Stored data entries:
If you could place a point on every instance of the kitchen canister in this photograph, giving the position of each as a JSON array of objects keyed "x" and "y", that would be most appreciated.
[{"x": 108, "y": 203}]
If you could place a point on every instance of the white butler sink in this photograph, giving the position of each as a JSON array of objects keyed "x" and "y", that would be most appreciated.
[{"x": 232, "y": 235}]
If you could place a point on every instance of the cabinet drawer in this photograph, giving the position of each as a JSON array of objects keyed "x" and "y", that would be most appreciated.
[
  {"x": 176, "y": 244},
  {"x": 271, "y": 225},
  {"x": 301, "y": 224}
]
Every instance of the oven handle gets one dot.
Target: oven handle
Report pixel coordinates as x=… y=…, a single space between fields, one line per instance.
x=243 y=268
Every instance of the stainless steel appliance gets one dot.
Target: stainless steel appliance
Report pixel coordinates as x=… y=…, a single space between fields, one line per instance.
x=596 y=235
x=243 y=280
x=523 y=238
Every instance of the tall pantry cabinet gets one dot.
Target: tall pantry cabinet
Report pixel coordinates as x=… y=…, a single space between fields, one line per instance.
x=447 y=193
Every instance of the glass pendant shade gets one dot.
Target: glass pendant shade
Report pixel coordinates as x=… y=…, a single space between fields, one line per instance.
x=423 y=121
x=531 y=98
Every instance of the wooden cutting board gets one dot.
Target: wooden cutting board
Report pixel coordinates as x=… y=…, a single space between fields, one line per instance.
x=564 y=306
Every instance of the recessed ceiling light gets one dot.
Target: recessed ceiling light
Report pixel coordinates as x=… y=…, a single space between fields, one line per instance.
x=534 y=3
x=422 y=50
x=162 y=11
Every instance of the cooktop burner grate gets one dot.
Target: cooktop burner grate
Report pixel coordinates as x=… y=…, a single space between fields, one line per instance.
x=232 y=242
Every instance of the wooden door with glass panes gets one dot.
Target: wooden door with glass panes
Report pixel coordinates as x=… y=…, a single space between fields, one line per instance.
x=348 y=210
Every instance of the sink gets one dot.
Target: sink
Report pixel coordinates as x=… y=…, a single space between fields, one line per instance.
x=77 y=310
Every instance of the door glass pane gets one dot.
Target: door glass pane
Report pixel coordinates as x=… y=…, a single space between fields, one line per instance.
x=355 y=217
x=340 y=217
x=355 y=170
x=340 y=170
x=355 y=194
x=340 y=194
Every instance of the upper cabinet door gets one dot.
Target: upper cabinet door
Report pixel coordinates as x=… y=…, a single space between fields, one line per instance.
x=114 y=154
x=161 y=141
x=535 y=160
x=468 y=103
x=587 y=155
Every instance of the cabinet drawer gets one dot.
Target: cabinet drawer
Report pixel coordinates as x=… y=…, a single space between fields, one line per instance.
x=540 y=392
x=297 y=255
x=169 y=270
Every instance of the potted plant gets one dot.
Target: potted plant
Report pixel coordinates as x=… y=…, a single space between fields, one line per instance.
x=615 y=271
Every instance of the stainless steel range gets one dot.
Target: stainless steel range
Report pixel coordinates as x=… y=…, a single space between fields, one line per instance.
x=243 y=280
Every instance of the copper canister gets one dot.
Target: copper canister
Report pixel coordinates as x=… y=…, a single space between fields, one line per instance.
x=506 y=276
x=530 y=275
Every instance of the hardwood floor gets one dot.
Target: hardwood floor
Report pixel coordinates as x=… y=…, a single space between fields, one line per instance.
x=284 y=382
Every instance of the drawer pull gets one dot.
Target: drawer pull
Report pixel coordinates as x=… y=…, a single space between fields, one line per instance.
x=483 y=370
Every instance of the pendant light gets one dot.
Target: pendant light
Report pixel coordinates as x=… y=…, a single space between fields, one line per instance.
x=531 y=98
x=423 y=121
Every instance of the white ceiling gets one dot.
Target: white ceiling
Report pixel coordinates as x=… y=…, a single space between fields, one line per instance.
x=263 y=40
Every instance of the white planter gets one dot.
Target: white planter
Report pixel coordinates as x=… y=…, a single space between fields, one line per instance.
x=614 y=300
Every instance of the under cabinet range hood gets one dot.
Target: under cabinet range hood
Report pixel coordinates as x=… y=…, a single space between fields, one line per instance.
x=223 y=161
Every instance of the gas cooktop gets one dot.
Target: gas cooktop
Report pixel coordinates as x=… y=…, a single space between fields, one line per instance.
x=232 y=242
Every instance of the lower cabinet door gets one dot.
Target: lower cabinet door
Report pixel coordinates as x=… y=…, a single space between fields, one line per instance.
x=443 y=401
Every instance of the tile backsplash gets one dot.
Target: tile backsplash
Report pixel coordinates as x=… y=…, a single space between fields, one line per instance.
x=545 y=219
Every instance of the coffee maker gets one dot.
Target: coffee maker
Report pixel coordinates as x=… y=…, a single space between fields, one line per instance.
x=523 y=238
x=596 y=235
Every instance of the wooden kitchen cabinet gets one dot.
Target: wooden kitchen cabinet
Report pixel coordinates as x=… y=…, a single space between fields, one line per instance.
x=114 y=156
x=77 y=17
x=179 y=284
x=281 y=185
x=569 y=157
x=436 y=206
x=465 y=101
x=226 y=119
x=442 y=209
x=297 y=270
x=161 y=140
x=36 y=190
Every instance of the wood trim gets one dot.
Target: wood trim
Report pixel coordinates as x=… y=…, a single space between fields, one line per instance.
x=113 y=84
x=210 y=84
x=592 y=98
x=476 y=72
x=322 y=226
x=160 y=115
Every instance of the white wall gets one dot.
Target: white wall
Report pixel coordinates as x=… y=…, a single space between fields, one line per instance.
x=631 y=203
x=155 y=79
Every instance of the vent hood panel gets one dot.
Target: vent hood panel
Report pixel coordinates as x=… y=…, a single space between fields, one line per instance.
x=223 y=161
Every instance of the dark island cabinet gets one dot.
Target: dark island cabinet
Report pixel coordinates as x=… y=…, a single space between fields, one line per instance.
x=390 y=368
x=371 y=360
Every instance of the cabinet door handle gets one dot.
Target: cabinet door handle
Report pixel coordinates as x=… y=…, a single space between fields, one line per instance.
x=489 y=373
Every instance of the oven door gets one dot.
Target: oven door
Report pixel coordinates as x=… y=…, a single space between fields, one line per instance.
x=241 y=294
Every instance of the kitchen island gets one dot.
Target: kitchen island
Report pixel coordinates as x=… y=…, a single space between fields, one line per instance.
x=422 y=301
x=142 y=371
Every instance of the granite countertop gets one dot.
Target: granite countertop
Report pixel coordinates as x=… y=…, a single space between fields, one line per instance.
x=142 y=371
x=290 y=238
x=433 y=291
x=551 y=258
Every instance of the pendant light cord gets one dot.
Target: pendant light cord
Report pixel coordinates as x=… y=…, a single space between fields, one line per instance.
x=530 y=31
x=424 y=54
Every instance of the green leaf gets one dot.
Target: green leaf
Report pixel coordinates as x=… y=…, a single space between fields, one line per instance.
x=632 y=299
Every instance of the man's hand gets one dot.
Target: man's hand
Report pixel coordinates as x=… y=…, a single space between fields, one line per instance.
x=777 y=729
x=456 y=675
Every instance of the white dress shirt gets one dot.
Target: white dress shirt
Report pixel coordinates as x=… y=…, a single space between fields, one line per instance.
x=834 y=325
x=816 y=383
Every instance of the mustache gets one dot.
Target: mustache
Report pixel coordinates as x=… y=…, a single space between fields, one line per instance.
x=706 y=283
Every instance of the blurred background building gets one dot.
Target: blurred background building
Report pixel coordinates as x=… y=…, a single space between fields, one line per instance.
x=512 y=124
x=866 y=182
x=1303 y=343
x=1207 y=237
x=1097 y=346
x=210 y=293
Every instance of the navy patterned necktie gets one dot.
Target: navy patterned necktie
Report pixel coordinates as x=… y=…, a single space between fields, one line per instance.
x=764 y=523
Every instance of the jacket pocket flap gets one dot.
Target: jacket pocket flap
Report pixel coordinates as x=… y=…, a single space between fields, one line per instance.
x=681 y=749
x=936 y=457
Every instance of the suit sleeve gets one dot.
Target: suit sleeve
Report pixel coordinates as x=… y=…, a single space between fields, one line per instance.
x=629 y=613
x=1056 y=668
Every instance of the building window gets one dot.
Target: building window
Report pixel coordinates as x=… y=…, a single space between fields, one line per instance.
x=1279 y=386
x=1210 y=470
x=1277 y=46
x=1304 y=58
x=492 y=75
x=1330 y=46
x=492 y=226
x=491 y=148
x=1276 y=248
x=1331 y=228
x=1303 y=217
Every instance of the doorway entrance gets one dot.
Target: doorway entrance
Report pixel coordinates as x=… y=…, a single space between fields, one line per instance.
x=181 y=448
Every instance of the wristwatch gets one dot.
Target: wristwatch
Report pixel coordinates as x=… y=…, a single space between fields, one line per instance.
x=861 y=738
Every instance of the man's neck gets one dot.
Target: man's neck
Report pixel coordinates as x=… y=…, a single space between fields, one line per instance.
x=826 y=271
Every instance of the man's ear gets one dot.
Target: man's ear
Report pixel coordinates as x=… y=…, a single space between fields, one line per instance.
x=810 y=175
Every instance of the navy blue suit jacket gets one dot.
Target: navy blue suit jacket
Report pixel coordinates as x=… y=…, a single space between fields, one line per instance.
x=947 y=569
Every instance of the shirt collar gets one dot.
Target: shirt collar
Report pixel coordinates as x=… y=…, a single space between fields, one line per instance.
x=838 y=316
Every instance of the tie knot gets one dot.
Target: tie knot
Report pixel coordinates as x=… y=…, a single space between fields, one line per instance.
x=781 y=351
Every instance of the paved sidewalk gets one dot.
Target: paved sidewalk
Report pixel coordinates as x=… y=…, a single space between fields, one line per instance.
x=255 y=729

### Directions
One stretch of the lines above is wanted, from the line that contains "Every instance of the wooden cutting" through the line that contains "Target: stainless steel range". Output it exactly.

### Task response
Every instance of the wooden cutting board gets one dot.
Target: wooden cutting board
Report pixel coordinates as x=… y=…, a single space between fields, one line per instance.
x=564 y=306
Every instance of the recessed ceiling light gets one dot.
Target: recessed ceiling light
Report pixel coordinates as x=… y=…, a single space between fields, one line per instance.
x=534 y=3
x=422 y=50
x=162 y=11
Every instance of the cooktop burner grate gets one dot.
Target: cooktop burner grate
Report pixel coordinates as x=… y=…, a single space between fields, one line per instance.
x=232 y=242
Every instance of the wooden door with glass panes gets one dot.
Target: wooden door with glass panes
Report pixel coordinates as x=… y=…, a single space between fields, one line per instance.
x=348 y=210
Every instance of the sink gets one dot.
Target: sink
Report pixel coordinates as x=… y=…, a single space between fields, one line per instance.
x=77 y=310
Every instance of the door glass pane gets one dot.
Target: door glass pane
Report pixel coordinates as x=… y=…, a single space between fields, one line per instance.
x=355 y=217
x=340 y=217
x=355 y=170
x=340 y=170
x=355 y=194
x=340 y=194
Every instance of the upper cabinet door gets one dot.
Target: upper cabinet door
Report pixel coordinates as x=… y=…, a single space between fields, one line per instance.
x=114 y=154
x=161 y=141
x=535 y=160
x=468 y=103
x=587 y=155
Every instance of the cabinet drawer gets one dot.
Target: cabinet drawer
Report pixel coordinates as x=… y=…, a single space between fields, one line per instance.
x=540 y=392
x=297 y=255
x=169 y=270
Every instance of the potted plant gets one dot.
Target: potted plant
Report pixel coordinates as x=… y=…, a single space between fields, one line per instance.
x=615 y=271
Every instance of the stainless steel range gets one dot.
Target: stainless steel range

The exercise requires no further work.